- Exercise aim
Transcribe the listing verbatim. Do not carry over any pictures.

═════ Supplied material

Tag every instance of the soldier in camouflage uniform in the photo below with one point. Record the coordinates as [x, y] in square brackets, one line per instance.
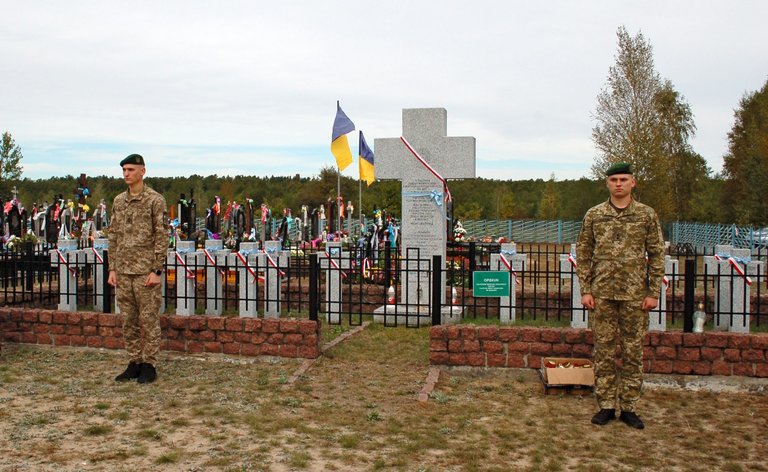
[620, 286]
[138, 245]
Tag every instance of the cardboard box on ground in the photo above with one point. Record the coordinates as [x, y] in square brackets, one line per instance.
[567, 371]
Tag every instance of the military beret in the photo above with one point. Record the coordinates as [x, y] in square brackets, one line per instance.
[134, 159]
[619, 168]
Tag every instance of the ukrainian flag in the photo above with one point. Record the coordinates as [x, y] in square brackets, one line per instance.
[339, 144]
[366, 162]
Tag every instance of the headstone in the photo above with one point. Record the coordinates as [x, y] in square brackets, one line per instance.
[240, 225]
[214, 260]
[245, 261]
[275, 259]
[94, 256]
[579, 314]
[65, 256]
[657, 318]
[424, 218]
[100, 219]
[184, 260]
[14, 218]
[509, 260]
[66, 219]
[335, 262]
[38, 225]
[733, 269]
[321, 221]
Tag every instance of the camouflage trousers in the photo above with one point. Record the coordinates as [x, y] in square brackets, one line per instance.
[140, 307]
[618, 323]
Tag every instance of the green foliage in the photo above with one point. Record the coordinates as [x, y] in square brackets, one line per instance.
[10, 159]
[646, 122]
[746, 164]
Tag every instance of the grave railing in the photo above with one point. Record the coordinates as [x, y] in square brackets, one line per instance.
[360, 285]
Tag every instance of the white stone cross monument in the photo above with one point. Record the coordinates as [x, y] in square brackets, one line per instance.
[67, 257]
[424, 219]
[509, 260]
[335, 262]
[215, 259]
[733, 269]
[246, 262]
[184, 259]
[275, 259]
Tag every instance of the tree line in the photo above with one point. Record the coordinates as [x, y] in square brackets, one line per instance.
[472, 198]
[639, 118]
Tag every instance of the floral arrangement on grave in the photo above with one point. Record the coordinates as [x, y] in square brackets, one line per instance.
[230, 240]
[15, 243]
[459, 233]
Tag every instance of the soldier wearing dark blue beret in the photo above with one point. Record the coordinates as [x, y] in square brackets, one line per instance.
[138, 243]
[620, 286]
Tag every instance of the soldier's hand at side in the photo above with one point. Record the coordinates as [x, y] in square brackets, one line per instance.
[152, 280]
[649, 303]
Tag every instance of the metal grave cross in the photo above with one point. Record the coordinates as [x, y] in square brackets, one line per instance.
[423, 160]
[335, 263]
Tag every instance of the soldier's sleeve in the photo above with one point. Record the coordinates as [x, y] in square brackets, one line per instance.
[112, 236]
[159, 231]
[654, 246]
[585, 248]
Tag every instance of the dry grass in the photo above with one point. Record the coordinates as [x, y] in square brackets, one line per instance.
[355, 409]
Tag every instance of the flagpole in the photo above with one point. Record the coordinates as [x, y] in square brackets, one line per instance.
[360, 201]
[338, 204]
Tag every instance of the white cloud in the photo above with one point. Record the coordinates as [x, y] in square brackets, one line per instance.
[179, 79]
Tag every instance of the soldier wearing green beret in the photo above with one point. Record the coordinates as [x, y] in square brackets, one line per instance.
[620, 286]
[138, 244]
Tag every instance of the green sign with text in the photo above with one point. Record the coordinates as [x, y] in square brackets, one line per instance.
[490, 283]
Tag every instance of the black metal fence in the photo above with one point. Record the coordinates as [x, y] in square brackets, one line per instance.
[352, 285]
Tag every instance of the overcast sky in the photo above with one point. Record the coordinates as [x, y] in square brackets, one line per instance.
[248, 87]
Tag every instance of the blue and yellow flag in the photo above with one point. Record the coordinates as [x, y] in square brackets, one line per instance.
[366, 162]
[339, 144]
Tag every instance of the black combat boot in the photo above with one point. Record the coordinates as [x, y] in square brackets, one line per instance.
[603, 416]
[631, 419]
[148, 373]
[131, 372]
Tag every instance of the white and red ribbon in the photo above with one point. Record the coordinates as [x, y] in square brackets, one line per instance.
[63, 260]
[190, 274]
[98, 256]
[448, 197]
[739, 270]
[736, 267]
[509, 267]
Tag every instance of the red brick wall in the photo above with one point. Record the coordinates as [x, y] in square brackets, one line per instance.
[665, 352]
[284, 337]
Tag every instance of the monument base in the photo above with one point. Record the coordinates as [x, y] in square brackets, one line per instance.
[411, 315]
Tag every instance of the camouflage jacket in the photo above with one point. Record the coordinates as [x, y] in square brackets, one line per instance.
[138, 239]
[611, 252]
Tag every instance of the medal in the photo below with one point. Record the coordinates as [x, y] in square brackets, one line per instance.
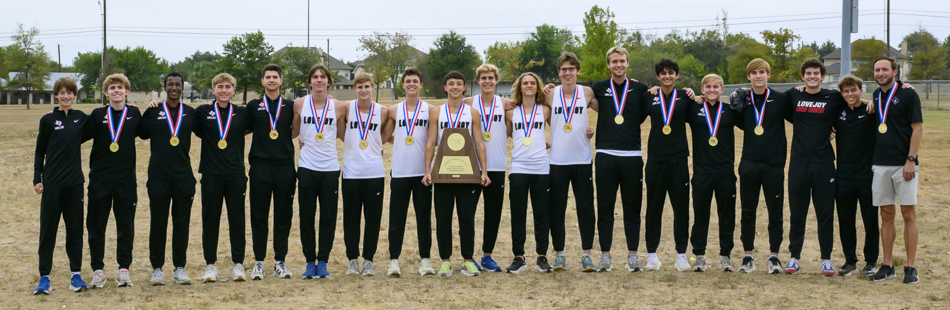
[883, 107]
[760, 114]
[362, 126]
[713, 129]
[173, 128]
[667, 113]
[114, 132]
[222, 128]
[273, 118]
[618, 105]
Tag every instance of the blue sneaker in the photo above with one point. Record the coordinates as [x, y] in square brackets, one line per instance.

══════════

- Task output
Tag every instance of the soldier in camouflage uniform in the photo below with one point. Record the coordinates as [x, y] in square brackets, one line per instance.
[620, 286]
[138, 245]
Tag every instance of the cardboard box on ground in the photo above with one point. Record the coordinates as [x, y] in square brackets, one line per instance.
[567, 371]
Tag every instance of the military beret in the photo above with one point. Record the coordinates as [x, y] in square brackets, one line per instance.
[134, 159]
[619, 168]
Tag every instance of the ukrainian flag in the photo above with one point. Record the coordinates as [x, y] in square brackets, one line per instance.
[339, 144]
[366, 162]
Tag every instance of the headstone in the photo above with one point. Record the coordinates as [x, y] in square brackets, one line per instance.
[240, 225]
[214, 260]
[245, 261]
[275, 259]
[94, 256]
[579, 314]
[65, 256]
[657, 318]
[424, 218]
[100, 219]
[184, 260]
[14, 218]
[509, 260]
[66, 219]
[335, 262]
[38, 225]
[733, 269]
[321, 221]
Tag every instance of the camouflage trousers in the photo above with one point. Record the coordinates as [x, y] in square brackets, one line per instance.
[140, 307]
[618, 323]
Tag every instance of the green foliage in the photo above with one point. Record the coordinates as [x, y] in square brackets, one line per instance.
[10, 159]
[646, 122]
[746, 164]
Tag every instance of the grave railing in the photo above with one point. Record the coordinates as [x, y] in square brackets, one line per instance.
[360, 285]
Tag every instance of the white stone cross monument in the photo above with one point. Record the coordinates as [x, y] in square brackets, one line per instance.
[67, 257]
[424, 219]
[509, 260]
[335, 262]
[215, 259]
[733, 269]
[246, 262]
[184, 259]
[275, 259]
Tag every instance of the tree line in the photo above with one point. Record the coordinates as [x, y] in square brackets, one line per instance.
[472, 198]
[639, 118]
Tag every instance of the floral arrangement on grave in the photo above with one point. Record the coordinates as [x, y] in square brackets, one line per instance.
[230, 240]
[15, 243]
[459, 233]
Tag every instance of the soldier wearing dark blue beret in the photo above with one point. Record the coordinates as [x, y] in square brackets, one line per instance.
[138, 243]
[620, 286]
Tag every instance of the soldier's hand at side in the photo above with one point. Record the coordinates as [x, y] in square brackets, one line per instance.
[152, 280]
[649, 303]
Tag every instance of the metal grave cross in the photo above with one point. Record the coordinates as [x, y] in square brackets, one line per instance.
[423, 160]
[335, 263]
Tag every instance of the soldier's sleeve in the photo above with one point. Record the coordinates as [x, y] in square brackets, one line per instance.
[112, 236]
[159, 231]
[654, 246]
[585, 248]
Tag every instance of the dry grass in the photo above with one point. Record the coordinates as [x, y] in square brackets, one line per instance.
[355, 409]
Tag every instance of the flagpole in the photo above with one point. Record the coordinates as [x, y] in square brackets, one line per instance.
[360, 201]
[338, 204]
Tag every instance of the white cloud in the photo above with one point. Record the coordinates as [x, y] in square brackets, one line per instance.
[179, 79]
Tag every instance of the soldier wearing green beret in the photo above with one point. Record the coordinates as [x, y] in square brackets, one line per instance.
[620, 286]
[138, 244]
Tag every instance of the green sign with text in the photo above with one point. Record the coordinates as [x, y] in square brackets, one line per instance.
[490, 283]
Tag every instance of the black metal fence in the photo above with one point. Record the coordinates as [x, y] in square brackets, one line per instance.
[352, 285]
Tag every instance of the overcast sky in the photo above with one point. Record the coordinates as [x, y] in square brackets, one line per instance.
[248, 87]
Tag every instance of the blue and yellow flag in the photo above with one point. Record the coordinates as [x, y] in square brackets, one line per instance.
[366, 162]
[339, 144]
Tag every instance of the black combat boot in the photo above with one point. Record the coordinates as [x, y] in square brackets, one line per instance.
[603, 416]
[631, 419]
[148, 373]
[131, 372]
Tag every instance of the white and red ribbon in the photo above with one point. Record the coordinates as [x, y] in square brackets, one line per instance.
[63, 260]
[190, 274]
[98, 256]
[448, 197]
[739, 270]
[736, 267]
[509, 267]
Tag every instance of the red brick wall in the photo above with one point. Record the coordinates as [x, y] in square brackets, one line per instance.
[665, 352]
[284, 337]
Tag every instance of the monument base in the photo above with one point. Record the coordinates as [x, y] in square brackets, one line per instance.
[411, 315]
Tag every instance of the camouflage jacket in the photo above with one point. Record the coordinates as [x, y] in square brackets, one line per instance.
[138, 239]
[611, 252]
Tag every instance of the medal in the photo below with one point. Record the coordinates as [x, y] in square brackets, one line per instance.
[883, 107]
[760, 114]
[362, 126]
[713, 129]
[173, 128]
[667, 113]
[114, 132]
[222, 128]
[273, 118]
[618, 105]
Tag every instance of the blue sneaker in the photo above with one point. Record the coordinates as [x, y] in square brackets, one line per instance.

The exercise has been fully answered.